Print all entries precisely as they are written.

··· Listed records ···

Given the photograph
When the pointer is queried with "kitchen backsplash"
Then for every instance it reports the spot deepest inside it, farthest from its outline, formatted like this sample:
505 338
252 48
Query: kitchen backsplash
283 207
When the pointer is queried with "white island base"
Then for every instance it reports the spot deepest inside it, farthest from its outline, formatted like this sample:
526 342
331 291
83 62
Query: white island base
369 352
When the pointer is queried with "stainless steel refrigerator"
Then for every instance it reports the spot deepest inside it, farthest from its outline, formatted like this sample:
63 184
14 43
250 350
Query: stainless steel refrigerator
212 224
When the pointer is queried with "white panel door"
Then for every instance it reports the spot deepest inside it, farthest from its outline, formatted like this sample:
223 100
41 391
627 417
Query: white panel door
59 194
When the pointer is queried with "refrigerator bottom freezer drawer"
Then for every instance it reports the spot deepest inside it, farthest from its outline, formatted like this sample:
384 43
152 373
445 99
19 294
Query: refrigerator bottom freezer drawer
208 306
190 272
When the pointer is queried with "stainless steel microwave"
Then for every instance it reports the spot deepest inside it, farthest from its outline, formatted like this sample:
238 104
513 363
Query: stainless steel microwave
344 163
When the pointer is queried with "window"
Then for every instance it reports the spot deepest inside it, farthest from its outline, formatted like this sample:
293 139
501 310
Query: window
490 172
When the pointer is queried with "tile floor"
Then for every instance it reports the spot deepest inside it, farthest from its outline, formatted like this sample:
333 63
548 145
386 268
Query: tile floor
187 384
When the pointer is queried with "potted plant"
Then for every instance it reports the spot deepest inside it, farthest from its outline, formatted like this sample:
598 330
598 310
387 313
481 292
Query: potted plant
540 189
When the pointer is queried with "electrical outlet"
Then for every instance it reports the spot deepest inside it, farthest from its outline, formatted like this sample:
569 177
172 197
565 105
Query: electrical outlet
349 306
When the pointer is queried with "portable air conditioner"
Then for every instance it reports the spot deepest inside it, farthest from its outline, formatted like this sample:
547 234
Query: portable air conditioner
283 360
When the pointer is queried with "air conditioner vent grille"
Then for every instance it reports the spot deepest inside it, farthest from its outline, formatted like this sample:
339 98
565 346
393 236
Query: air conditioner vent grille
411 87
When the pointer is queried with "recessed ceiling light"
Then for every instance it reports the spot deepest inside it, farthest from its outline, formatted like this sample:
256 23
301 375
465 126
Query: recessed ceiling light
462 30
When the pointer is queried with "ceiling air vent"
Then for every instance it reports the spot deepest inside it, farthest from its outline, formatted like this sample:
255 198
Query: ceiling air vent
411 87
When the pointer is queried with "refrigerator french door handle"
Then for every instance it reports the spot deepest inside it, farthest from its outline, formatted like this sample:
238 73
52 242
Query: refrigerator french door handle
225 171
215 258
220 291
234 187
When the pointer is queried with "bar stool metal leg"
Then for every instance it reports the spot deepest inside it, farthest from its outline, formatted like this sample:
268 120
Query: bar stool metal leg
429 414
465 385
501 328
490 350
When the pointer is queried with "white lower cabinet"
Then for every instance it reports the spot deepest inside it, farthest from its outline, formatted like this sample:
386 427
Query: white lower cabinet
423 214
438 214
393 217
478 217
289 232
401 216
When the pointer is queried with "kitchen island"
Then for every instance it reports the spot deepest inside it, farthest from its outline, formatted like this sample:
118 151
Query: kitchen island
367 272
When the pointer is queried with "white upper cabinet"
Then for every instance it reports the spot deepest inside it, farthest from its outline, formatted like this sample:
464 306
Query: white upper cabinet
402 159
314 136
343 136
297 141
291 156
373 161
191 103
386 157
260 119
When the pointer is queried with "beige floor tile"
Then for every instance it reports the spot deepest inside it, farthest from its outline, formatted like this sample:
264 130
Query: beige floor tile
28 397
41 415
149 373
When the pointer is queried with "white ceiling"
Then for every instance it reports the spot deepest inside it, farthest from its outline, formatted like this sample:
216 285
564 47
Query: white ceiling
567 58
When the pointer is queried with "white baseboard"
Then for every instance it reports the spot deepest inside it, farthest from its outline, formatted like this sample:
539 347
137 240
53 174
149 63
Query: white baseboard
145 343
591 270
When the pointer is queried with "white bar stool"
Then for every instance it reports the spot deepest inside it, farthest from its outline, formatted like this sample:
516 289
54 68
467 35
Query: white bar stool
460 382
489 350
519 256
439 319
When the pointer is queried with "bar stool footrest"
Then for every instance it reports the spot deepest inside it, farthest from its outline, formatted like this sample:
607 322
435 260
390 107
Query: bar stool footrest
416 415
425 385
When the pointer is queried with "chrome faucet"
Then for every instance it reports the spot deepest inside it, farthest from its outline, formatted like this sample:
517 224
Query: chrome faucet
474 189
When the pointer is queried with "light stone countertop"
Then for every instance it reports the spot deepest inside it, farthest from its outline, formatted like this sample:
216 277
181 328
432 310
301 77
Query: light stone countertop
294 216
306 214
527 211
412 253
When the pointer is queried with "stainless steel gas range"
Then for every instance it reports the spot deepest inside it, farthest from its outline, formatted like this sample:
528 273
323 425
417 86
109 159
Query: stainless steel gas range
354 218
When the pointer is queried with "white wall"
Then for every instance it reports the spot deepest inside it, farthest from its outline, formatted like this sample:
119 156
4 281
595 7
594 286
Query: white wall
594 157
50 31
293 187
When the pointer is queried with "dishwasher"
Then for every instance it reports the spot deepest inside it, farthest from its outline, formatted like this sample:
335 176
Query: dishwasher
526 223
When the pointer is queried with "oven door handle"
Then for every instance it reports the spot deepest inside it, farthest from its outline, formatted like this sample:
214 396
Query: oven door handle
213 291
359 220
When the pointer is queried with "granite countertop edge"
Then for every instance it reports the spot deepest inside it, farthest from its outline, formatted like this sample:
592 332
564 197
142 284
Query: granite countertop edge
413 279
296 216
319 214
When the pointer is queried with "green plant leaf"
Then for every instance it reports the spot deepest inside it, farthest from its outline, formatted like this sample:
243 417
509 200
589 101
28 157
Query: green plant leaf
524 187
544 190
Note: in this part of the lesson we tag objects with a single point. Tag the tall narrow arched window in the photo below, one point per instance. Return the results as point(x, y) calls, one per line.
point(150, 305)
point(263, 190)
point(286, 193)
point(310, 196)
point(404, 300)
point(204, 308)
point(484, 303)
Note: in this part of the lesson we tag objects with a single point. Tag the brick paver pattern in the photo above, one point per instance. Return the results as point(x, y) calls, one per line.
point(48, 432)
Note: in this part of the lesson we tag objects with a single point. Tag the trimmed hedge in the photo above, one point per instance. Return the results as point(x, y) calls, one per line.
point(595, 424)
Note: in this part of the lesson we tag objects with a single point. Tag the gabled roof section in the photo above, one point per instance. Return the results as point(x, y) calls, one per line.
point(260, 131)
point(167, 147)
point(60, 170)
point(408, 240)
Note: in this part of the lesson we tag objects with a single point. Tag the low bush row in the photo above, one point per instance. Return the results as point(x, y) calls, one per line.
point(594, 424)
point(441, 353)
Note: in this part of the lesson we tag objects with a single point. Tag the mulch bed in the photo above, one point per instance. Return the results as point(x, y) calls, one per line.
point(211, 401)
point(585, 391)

···

Reply =>
Given the photograph
When the pointer is queried with "kitchen backsplash"
Then for every instance it reports the spot deepest inside it, farthest from its outline, formatted like this sample:
505 338
252 48
Query: kitchen backsplash
283 207
When the pointer is queried with "white island base"
Then for every instance it reports the spot deepest inside it, farthest from its outline, formatted like this sample:
526 342
331 291
83 62
Query: white island base
369 352
When the pointer is queried with "stainless steel refrigerator"
Then for every instance it reports the spot deepest inside it, farthest from its outline, formatted like this sample:
63 184
14 43
250 350
Query: stainless steel refrigerator
212 224
When the pointer is queried with "white panel door"
Then for every instance it reports the spot deepest inside it, farthest from its outline, formatted like this sample:
223 100
41 391
627 417
Query: white panel door
59 194
When the pointer is queried with "refrigerator bottom freezer drawer"
Then for every instance it reports the spot deepest inside it, farthest from its outline, formatted like this sample:
384 43
152 373
445 99
19 294
Query: refrigerator bottom freezer drawer
208 306
190 272
When the pointer is queried with "stainless steel microwave"
Then for every instance it reports the spot deepest inside it, farthest from its outline, formatted like this sample:
238 104
513 363
Query: stainless steel microwave
344 163
When the pointer is queried with "window"
Then for every instance it reports the spot deepest inside it, farthest from its outline, formatted like this sample:
293 139
501 310
Query: window
490 172
When the pointer is queried with "tile floor"
Then for every instance it reports the spot deepest inside it, farthest from its outline, formatted like this sample:
333 63
548 145
386 268
Query: tile floor
187 384
When the pointer is queried with "potted plant"
Then for every instance it reports the spot deepest inside it, farthest from its outline, formatted like this sample:
598 330
598 310
387 313
481 292
Query: potted plant
540 189
When the pointer is queried with "electrical outlet"
Then for every instance it reports the spot deepest inside it, farthest from its outline, formatted like this sample:
569 177
172 197
565 105
Query: electrical outlet
349 306
When the pointer is queried with "portable air conditioner"
Then for every instance it reports the spot deepest inside it, farthest from its outline, formatted like this sample:
547 234
Query: portable air conditioner
283 360
When the pointer is queried with "air conditioner vent grille"
Then for every instance it reports the spot deepest inside it, farthest from its outline, formatted like this sample:
339 98
565 346
393 236
Query: air conditioner vent grille
411 87
When the pointer is queried with "recessed ceiling light"
Then for every instance it reports the spot deepest inside it, farthest from its outline, formatted like this sample:
256 23
301 375
465 126
Query: recessed ceiling light
462 30
When the pointer is queried with "ceiling air vent"
Then for every instance it reports the spot deepest inside it, farthest from its outline, formatted like this sample:
255 198
Query: ceiling air vent
411 87
When the pointer is queried with "refrigerator french door handle"
Then for every instance it reports the spot deepest inside it, farthest from its outline, formatted like this sample:
238 73
52 242
Query: refrigerator french door handle
225 171
215 258
220 291
234 187
When the pointer is queried with "bar stool metal leg"
Then for every instance it reports the spot deepest inside it, farthest from its outline, formatted like this sample:
268 120
Query: bar stool metal leg
429 414
465 385
501 328
490 350
When the pointer is queried with "white lower cabinet"
Then for every instance it reports the spot deepest inside it, farthest from its outline, formatted like this sample:
386 427
Query: white lower cabinet
423 214
438 214
393 217
478 217
289 232
401 216
When the pointer is queried with "kitchen island"
Then for every instance it reports the spot deepest inside it, farthest from its outline, formatted like this sample:
118 151
Query: kitchen island
367 272
When the pointer is queried with "white upper cabinet"
Then for every instance it reports the spot deepest inside it, farthest from its outline, formatted like this sample:
464 306
Query: white upper cabinet
402 159
314 136
343 136
297 141
291 156
373 161
191 103
386 157
260 119
When the pointer is queried with "beige floor tile"
Then for every instance it reports the spot deepest inside it, farthest from its outline, formatted like this sample:
264 130
Query: beige floor tile
28 397
41 415
149 373
When the pointer is queried with "white ceiling"
Then for every instance it reports the spot deepest inside it, farthest from its outline, formatted like this sample:
216 285
564 47
Query: white ceiling
567 58
When the pointer is queried with "white baseboard"
Then for every instance it reports the spot deepest inside it, farthest from its outline, formatted like this sample:
539 347
137 240
53 174
149 63
Query: white baseboard
145 343
591 270
When the pointer is queried with "white bar stool"
Then for every instance it reports the spot deepest inside it, farthest from its outline, formatted like this sample:
516 289
54 68
467 35
Query: white bar stool
460 382
489 350
519 256
439 319
When the pointer is queried with "bar stool footrest"
Then for every instance it reports the spot deepest inside it, farthest from its outline, formatted like this sample:
607 322
435 260
390 107
Query: bar stool footrest
416 415
425 385
When the pointer is queried with "chrome faucet"
Then for every instance it reports the spot deepest inside it, farthest from its outline, formatted like this sample:
517 224
Query: chrome faucet
474 189
When the pointer is queried with "light stone countertop"
Then for every instance it reports the spot deepest inside it, farthest from its outline, formatted like this sample:
216 277
181 328
432 310
301 77
Query: light stone countertop
294 216
306 214
527 211
412 253
When the pointer is queried with "stainless steel gas range"
Then for every instance it reports the spot deepest inside it, farthest from its outline, formatted like this sample:
528 273
323 425
417 86
109 159
Query: stainless steel gas range
354 218
When the pointer is queried with "white wall"
Then for every instance it reports the spot deepest inside it, farthest from its outline, formatted like this sample:
119 156
4 281
595 7
594 286
Query: white wall
594 157
50 31
293 187
When the pointer is queried with "dishwasher"
Then for every instance it reports the spot deepest inside it, farthest from its outline, formatted like this sample:
335 176
Query: dishwasher
526 223
When the pointer is queried with "oven door handle"
Then for every instance it reports the spot deepest inside it, farthest from its outline, formatted like this sample:
214 396
Query: oven door handle
213 291
359 220
When the pointer is queried with "granite countertop edge"
Then for every instance it reports the spot deepest inside it, farthest from its outline, formatted like this sample:
592 332
564 197
142 284
Query: granite countertop edge
413 279
296 216
319 214
When the pointer is queried with "green plant leaf"
Then for every instance it reports the spot deepest inside it, farthest from its outline, formatted like this sample:
243 417
509 200
589 101
28 157
Query: green plant leaf
524 187
544 190
Note: in this part of the lesson we tag objects with a single point. Tag the tall narrow arched window in the photo below, one point per instance. Return the results as point(x, y) calls, one per line.
point(150, 305)
point(263, 190)
point(286, 193)
point(310, 196)
point(404, 300)
point(204, 308)
point(484, 303)
Note: in this part of the lesson we tag objects with a single point. Tag the brick paver pattern in the photo above, one point per instance. Return the results as point(x, y) calls, one per line.
point(48, 432)
Note: in this part of the lesson we tag objects with a single point. Tag the trimmed hedge in the photo above, one point per instance. Return the results as point(x, y) calls, one per line.
point(595, 424)
Note: in this part of the lesson we tag objects with a single point. Tag the gabled roof section in the photo above, one point per instance. Return the results as point(x, y) calls, one per line.
point(260, 131)
point(167, 147)
point(60, 170)
point(408, 240)
Note: in this part of the lesson we tag objects with a single point. Tag the low bush row in the photo above, one point per instance. Return the results as point(x, y) calls, one per line.
point(594, 424)
point(441, 353)
Note: in this part of the lesson we tag objects with a single point. Tag the mulch bed in the photo above, one point per instance. Return the results as point(x, y) calls, one per line.
point(211, 401)
point(585, 391)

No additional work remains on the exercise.